- Written problem 1
According to the Git integration page, which external file asset repository instances does ModelOp Center work with?

____

Integrate with Git

ModelOp Center seamlessly integrates with existing enterprise source code management (SCM) systems, such as Bitbucket, Github, and Git, to allow enterprises to leverage existing IT investments.

Table of Contents

 

Introduction

ModelOp Center allows integration with Git platforms in order to externalize the management of model assets as well as allow for a distributed development of such resources. This integration allows for the development of such assets to be done from the platform (IDE) of choice of the Data Scientist providing greater flexibility using a widely accepted technology such as Git.

ModelOp Center allows different configured levels of interaction with Git:

  1. No Git interaction: Model assets are not stored in a Git repository but rather are stored in a local database.

  2. Local Git repository: It is possible to create and work in a local Git repository within ModelOp Center where changes to the asset will be committed changes. A remote git repository can be added to the asset at any point.

  3. Remote Git repository. It is also possible to configure a remote git repository to sync external changes back into ModelOp Center working directory. A configuration option controls whether the commits in the repo are pushed to the remote.

Remote import

Given a remote repository URL to clone, ModelOp Center clones down the repo and creates a “Model” with all files represented as assets within it. All non-source files are imported as external assets and loaded into the configured external file asset repository instance. ModelOp Center works with multiple external file asset repository instances, including MinIO, S3, HDFS and Azure Blob Storage. The user can select the desired repository instance during import or it will be automatically determined based on the selected OAuth2/LDAP group, if configured. All source assets will be loaded into the “Model” instance, and have their repository information loaded appropriately.

  • Source files are automatically determined (by file extension):

    • Model source: "py", "py3", "c", "cc", "cpp", "r", "pfa", "ipynb", "ppfa", "java", "m", "h", "hh", "hpp", "sql", "sas", "jexp"

    • Test result comparator: ".dmn", ".cmmn"

  • Non-source files are considered any other type of files.

ModelOp Center allows importing a git repository through ModelOp Center Dashboard

  1. Click on the “Models” menu item.

  2. On the top right corner click on “Import”.

  3. Click on the “Git” option.

  4. Provide the details of the “Remote Repository Url” , “Branch” , “Model Name“ and “Description”.
    Please note that the URL to extract depends on your Git platform. Generally, you can find this URL by going to the “Clone” button and selecting the “HTTPS clone” option.

  5. Click on “Import model

 

 

Note: these steps assume the repository is public without authentication. The following sections detail how to configure the integration when authentication is required.

Git Integration

In order to integrate authenticated remote repository, ModelOp Center will need to be configured to utilize a Service Account to pull from the specified repository. This Service Account should be able to read and/ or write for the repositories to imported and integrated with ModelOp Center.

Git Credentials

The username and password to integrate with the Git repository are set as properties in the container definition for model-manager. These can be obscured using Kubernetes Secrets or other existing credential management systems.

model-manage.git.username=<The git username> model-manage.git.password=<The username's passphrase>

The above configuration will be used to access all remote repositories from ModelOp Center, which requires the Service Account to be added to integrated repositories.

____

- Written problem 2
Rewrite the rows from the first one up to and including the line with "Target: decorative object on ottoman", replacing "marker" with "dot" and changing nothing else. Omit the pictures from your answer.

- Image location labeling rows
____

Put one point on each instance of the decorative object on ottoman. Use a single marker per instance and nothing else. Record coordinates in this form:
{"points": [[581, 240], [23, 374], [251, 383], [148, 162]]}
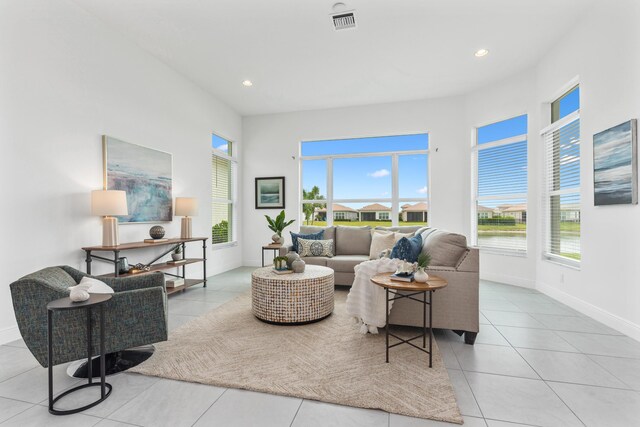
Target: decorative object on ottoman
{"points": [[291, 257], [186, 207], [108, 204], [298, 266], [280, 263], [421, 276], [79, 292], [278, 225], [292, 298], [177, 254], [156, 232]]}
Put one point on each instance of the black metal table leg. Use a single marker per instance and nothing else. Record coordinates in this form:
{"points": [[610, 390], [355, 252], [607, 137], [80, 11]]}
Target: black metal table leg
{"points": [[431, 329], [386, 312], [424, 319], [105, 388], [204, 263]]}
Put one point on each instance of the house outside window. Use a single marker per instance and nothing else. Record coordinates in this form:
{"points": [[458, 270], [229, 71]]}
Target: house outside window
{"points": [[561, 190], [223, 191], [365, 181], [500, 163]]}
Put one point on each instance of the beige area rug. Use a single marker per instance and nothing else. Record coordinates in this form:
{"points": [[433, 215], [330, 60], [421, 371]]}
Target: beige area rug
{"points": [[328, 361]]}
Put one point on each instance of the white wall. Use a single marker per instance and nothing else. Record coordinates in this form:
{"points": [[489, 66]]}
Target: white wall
{"points": [[65, 80], [271, 141], [604, 51]]}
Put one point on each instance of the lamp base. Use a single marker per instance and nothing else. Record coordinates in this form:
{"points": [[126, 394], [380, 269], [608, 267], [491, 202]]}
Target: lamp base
{"points": [[185, 229], [109, 231]]}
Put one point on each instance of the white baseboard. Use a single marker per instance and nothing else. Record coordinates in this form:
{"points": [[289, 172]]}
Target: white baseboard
{"points": [[509, 280], [611, 320], [9, 334]]}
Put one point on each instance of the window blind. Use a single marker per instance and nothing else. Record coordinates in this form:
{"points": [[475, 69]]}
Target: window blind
{"points": [[222, 175], [561, 198], [501, 164]]}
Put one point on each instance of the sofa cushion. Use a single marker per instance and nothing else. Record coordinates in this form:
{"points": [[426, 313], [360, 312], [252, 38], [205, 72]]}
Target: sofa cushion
{"points": [[353, 240], [312, 236], [345, 263], [380, 240], [444, 247], [315, 247], [329, 232], [406, 229], [407, 249], [316, 260]]}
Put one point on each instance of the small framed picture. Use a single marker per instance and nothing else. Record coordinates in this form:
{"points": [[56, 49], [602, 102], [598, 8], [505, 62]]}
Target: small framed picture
{"points": [[270, 193]]}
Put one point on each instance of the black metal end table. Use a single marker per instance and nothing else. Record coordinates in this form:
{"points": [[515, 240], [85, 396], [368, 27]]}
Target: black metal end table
{"points": [[413, 288], [63, 304]]}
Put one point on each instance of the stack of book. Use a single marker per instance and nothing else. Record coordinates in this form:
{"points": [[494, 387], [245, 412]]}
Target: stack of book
{"points": [[402, 277], [174, 283]]}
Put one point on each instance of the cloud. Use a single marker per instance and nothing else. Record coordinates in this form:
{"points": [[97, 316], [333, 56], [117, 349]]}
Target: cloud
{"points": [[379, 173]]}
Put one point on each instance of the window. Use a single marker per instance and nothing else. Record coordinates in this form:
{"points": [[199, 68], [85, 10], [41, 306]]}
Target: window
{"points": [[562, 180], [500, 190], [223, 174], [366, 181]]}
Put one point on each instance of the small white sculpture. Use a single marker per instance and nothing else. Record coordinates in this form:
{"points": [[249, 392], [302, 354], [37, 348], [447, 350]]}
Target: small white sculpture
{"points": [[79, 292]]}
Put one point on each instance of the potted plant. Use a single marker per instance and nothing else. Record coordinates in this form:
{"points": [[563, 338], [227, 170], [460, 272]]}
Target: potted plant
{"points": [[177, 253], [424, 259], [278, 225], [280, 263]]}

____

- Exercise response 1
MinIO, S3, HDFS and Azure Blob Storage.

- Exercise response 2
Put one point on each instance of the decorative object on ottoman. Use a single dot per instance and nothing else. Record coordinates in this form:
{"points": [[581, 240], [23, 374], [251, 383], [148, 162]]}
Target: decorative object on ottoman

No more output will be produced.